EXERCISE TASK
Arrange every line of the items below as a numbered list. Skip blank lines and omit the pictures.

DATA LISTING
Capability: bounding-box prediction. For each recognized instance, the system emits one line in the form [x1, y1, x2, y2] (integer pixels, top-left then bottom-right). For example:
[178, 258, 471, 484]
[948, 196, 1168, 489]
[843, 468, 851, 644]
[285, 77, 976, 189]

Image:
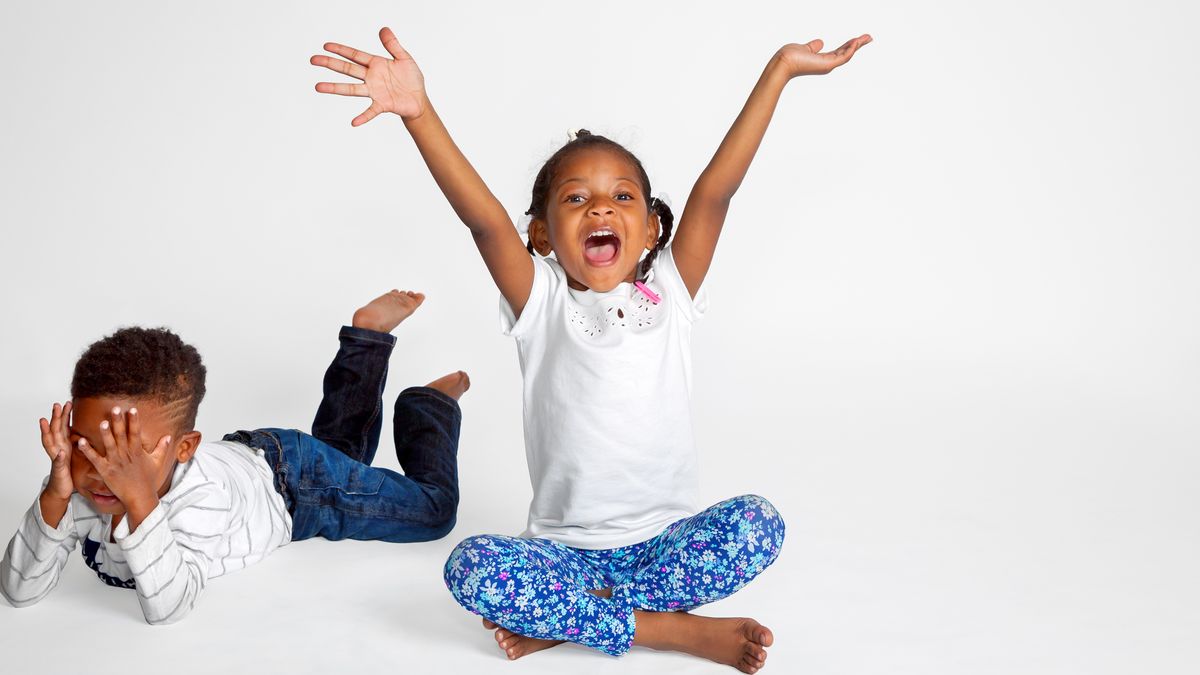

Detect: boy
[0, 291, 469, 625]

EXPECTED ANSWER
1. Capability: bounding-box prediction. For each recognized instance, the system emits one line in the form [x1, y1, x2, y2] (integer pixels, top-left then bottom-right). For example:
2. [178, 258, 471, 484]
3. [948, 196, 1168, 489]
4. [843, 468, 851, 644]
5. [285, 77, 976, 189]
6. Image:
7. Detect: boy
8. [0, 291, 469, 625]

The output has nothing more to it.